╭─ Records for this task
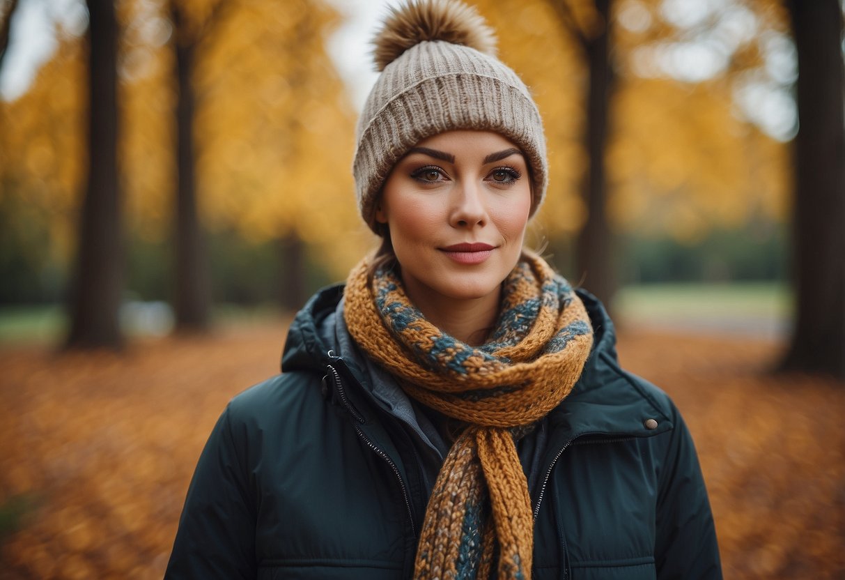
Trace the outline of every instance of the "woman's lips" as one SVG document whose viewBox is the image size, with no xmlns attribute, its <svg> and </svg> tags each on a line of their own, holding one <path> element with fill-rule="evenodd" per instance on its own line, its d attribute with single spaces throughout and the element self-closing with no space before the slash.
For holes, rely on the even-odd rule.
<svg viewBox="0 0 845 580">
<path fill-rule="evenodd" d="M 489 243 L 455 243 L 440 251 L 458 264 L 481 264 L 487 260 L 496 248 Z"/>
</svg>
╰─
## What the task asks
Copy the entries above word for word, leaving out the pictures.

## Answer to the exercise
Trace the outline of every instance of the "woman's lips" as one SVG document whose viewBox is the image size, with no xmlns attribute, its <svg> and </svg> tags each on a line of their own, holding one <path> element with fill-rule="evenodd" per instance on its own line, its d attribute with single spaces throughout and the element self-closing with no space before the slash.
For holes, rely on the even-odd rule.
<svg viewBox="0 0 845 580">
<path fill-rule="evenodd" d="M 489 243 L 455 243 L 440 251 L 458 264 L 481 264 L 487 260 L 496 248 Z"/>
</svg>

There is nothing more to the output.